───── Supplied text ─────
SALT AND SUNBEAMS
Brian Patten sets sail on a Turkish gulet and finds secret treasures along the Lycian Coast
INDOLENCE without guilt: that sums up a week on a gulet. These traditional Turkish vessels, up to 35m long, provide sheer relaxation. The captain and crew not only sail the boat for you, they prepare all your meals while you read in a shady corner, swim to a deserted island, sightsee, party and sleep beneath the stars. To visit monuments or become a monument to idleness? The choice is yours.
Selimiye 36 42’ 05’’ N 28 05’ 06’’ E: My friends and I arrange to join our gulet, Aleyna, in the harbour of Selimiye, a couple of hours from Dalaman in southern Turkey. We are to explore the Bozburun and Datca peninsulas (among the Mediterranean’s most beautiful shores) and take in a taste of Greece, with an overnight stay on the Dodecanese island of Symi. Afterwards, we will sail homewards to the Turkish harbour of Turunc.
On the map our journey covers a small area, but it doesn’t feel that way when we are afloat. With 100 or more islands, many unnamed, lush valleys and rivers, the coast here is certainly different. It’s where the Mediterranean and the Aegean seas meet and has deep inlets and fjords flanked by steeply forested hillsides. It sometimes feels (especially when you’re passing shorelines covered in bamboo) more South China Sea than southern Med.
We arrive in Selimiye the previous night and go straight to our cabins. Waking early the next morning, long before the crew, I tiptoe on deck to discover Selimiye looks a good enough place to stay for an entire holiday. Surrounded by forested hills, the village is a natural harbour that has been used by sailors for thousands of years. A dozen or so cabin cruisers and sailing boats bob in the harbour along with Aleyna and a few smaller gulets, some with people still asleep on the decks and in hammocks. I walk down the creaking gangplank to explore the backstreets of the still-sleeping village and find dishevelled gardens growing meagre crops of peppers, aubergines and vines, beneath which hens cluck and peck in the dust.
The village has the usual assortment of quayside cafes and restaurants, many with faded blue and green awnings and outside eating areas demarcated by tubs of geraniums and herbs. It seems a pity to leave before the village is fully awake, but the joys of a restaurant belonging, so a notice says, to ‘‘ Osman, The Man With The Golden Teeth’’ has to wait for another day. It is after 8am and the crew and my fellow passengers are finally up and eager to be off.
We are lucky in our captain: Ahmet Ozturk has sailed the coast around the Bozburun and Datca peninsulas most of his life, first as a young fisherman and now as the captain of a classy gulet. Coincidentally, his family once ran one of my favourite Turkish cafes, the Duckpond, in Fethiye, a working town that is also a popular coastal resort. Ahmet takes pleasure in outwitting other boats by always finding the best anchorages at the end of each day. He is in charge of his boat without attempting to be in charge of his guests.
───── Data provided ─────
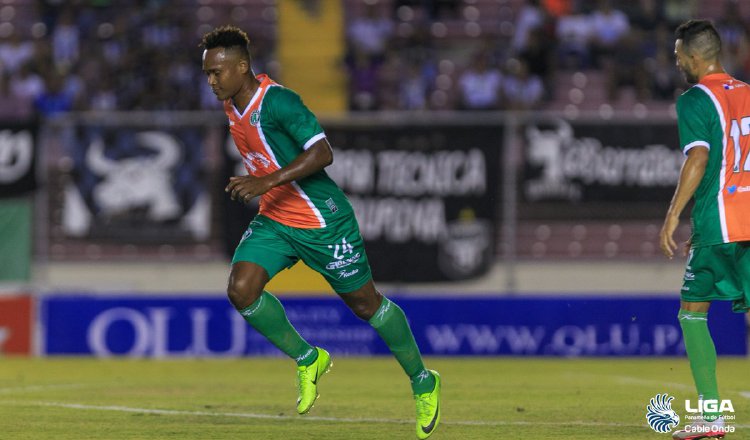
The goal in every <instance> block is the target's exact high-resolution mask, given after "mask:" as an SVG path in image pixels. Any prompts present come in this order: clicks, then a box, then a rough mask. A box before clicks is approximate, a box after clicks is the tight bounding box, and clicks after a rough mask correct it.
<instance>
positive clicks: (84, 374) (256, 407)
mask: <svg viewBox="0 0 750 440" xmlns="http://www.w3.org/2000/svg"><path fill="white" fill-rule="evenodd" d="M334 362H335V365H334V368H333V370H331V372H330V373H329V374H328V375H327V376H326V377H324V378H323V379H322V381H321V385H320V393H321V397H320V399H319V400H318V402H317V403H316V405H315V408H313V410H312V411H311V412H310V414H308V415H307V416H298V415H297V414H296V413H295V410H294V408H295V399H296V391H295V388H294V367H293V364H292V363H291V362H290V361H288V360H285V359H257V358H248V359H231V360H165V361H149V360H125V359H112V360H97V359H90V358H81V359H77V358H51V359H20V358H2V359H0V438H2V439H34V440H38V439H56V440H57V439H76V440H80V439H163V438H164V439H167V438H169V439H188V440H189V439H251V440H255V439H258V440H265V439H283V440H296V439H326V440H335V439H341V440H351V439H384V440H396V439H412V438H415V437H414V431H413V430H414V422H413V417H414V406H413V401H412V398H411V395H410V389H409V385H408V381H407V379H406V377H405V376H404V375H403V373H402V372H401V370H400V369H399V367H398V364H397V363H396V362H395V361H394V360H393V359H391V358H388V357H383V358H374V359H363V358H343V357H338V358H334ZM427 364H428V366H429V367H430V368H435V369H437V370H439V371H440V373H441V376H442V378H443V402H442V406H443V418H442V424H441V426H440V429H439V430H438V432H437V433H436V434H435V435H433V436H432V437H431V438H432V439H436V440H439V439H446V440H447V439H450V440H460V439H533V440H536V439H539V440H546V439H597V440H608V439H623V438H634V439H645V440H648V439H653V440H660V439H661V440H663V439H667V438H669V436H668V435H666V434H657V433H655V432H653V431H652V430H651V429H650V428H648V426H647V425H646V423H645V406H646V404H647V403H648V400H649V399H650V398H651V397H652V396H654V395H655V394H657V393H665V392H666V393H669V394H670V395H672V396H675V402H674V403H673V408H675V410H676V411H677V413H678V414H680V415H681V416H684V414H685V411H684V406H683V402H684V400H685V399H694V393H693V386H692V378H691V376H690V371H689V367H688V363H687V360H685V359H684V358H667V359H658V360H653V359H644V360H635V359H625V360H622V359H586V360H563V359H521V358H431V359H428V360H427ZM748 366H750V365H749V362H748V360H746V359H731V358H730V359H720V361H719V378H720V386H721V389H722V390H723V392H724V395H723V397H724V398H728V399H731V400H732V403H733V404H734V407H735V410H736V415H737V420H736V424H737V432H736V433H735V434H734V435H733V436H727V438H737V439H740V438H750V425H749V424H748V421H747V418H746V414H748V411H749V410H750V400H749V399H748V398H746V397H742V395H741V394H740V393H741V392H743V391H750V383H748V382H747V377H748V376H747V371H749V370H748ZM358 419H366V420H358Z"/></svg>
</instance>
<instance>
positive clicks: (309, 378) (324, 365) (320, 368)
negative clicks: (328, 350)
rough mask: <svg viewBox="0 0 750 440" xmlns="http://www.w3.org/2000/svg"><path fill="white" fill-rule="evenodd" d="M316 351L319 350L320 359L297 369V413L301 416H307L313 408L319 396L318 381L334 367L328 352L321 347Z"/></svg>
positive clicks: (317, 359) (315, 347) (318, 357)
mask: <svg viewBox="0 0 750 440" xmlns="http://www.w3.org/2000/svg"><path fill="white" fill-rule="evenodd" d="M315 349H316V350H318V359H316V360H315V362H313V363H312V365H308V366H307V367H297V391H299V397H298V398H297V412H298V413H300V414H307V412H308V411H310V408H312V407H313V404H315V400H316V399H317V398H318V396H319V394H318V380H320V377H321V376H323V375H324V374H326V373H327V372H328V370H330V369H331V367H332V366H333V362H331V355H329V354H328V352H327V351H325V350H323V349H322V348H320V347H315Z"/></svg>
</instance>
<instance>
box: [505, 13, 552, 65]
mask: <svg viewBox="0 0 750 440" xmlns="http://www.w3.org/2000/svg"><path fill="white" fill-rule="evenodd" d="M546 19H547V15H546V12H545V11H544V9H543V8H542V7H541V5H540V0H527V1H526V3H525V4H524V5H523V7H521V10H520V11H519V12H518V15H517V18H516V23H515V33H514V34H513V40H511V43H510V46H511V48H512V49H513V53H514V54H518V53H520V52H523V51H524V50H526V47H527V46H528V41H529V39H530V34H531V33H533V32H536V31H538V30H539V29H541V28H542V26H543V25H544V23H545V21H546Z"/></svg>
─────
───── Data provided ─────
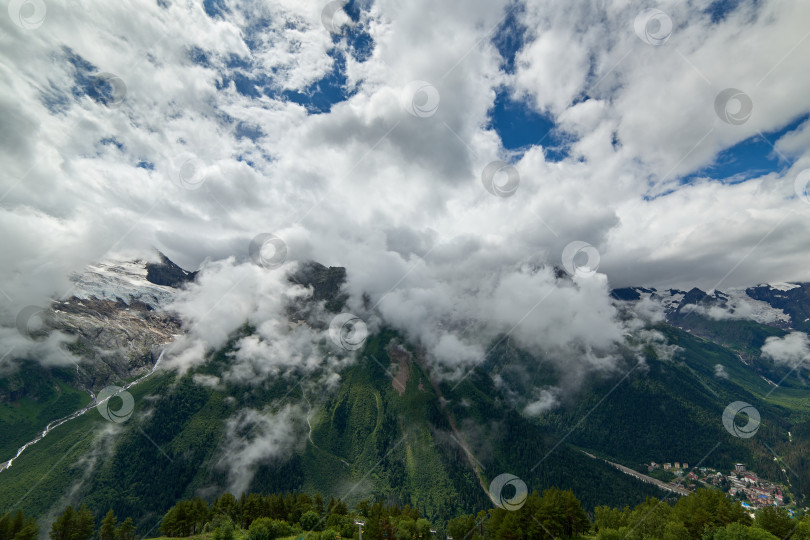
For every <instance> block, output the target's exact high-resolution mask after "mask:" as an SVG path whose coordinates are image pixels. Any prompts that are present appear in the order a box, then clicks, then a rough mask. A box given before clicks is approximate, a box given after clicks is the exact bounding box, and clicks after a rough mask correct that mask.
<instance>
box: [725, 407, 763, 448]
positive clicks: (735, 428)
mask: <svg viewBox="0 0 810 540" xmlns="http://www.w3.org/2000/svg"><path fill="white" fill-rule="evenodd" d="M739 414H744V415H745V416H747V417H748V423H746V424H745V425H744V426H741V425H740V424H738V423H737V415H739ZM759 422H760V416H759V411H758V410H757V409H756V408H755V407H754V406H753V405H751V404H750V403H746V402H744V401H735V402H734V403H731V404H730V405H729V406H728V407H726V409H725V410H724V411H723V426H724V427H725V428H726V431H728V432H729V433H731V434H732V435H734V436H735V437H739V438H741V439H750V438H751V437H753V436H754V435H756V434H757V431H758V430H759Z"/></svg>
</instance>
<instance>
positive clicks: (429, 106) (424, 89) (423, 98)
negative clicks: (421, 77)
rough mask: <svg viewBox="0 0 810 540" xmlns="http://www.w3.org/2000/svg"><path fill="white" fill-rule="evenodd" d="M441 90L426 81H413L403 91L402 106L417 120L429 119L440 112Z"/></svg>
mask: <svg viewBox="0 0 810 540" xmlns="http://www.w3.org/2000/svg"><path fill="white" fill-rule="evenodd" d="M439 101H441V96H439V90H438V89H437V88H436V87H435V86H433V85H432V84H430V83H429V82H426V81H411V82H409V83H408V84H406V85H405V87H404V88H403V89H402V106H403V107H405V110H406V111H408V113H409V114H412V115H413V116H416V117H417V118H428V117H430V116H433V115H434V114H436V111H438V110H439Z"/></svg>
─────
[Your tasks]
1) Retype the gulet travel article from "The village has" to "eager to be off.".
2) Find each line in the records that contains the string "correct", and copy those lines out.

[Outputs for the tasks]
1)
The village has the usual assortment of quayside cafes and restaurants, many with faded blue and green awnings and outside eating areas demarcated by tubs of geraniums and herbs. It seems a pity to leave before the village is fully awake, but the joys of a restaurant belonging, so a notice says, to ‘‘ Osman, The Man With The Golden Teeth’’ has to wait for another day. It is after 8am and the crew and my fellow passengers are finally up and eager to be off.

2)
The goal in every <instance> block is the target's exact high-resolution mask, given after "mask:" as an SVG path in image pixels. Any prompts present come in this order: clicks, then a box, then a rough mask. A box before clicks is approximate, a box after clicks is the tight bounding box, and clicks after a rough mask correct it.
For every <instance> block, output the target's exact high-resolution mask after "mask:" as an SVG path whose coordinates are image pixels. Any prompts that are present appear in the order a box, then clicks, then a rough mask. A box given before clicks is approximate, a box given after clicks is the exact bounding box, and clicks after a rough mask correct that mask.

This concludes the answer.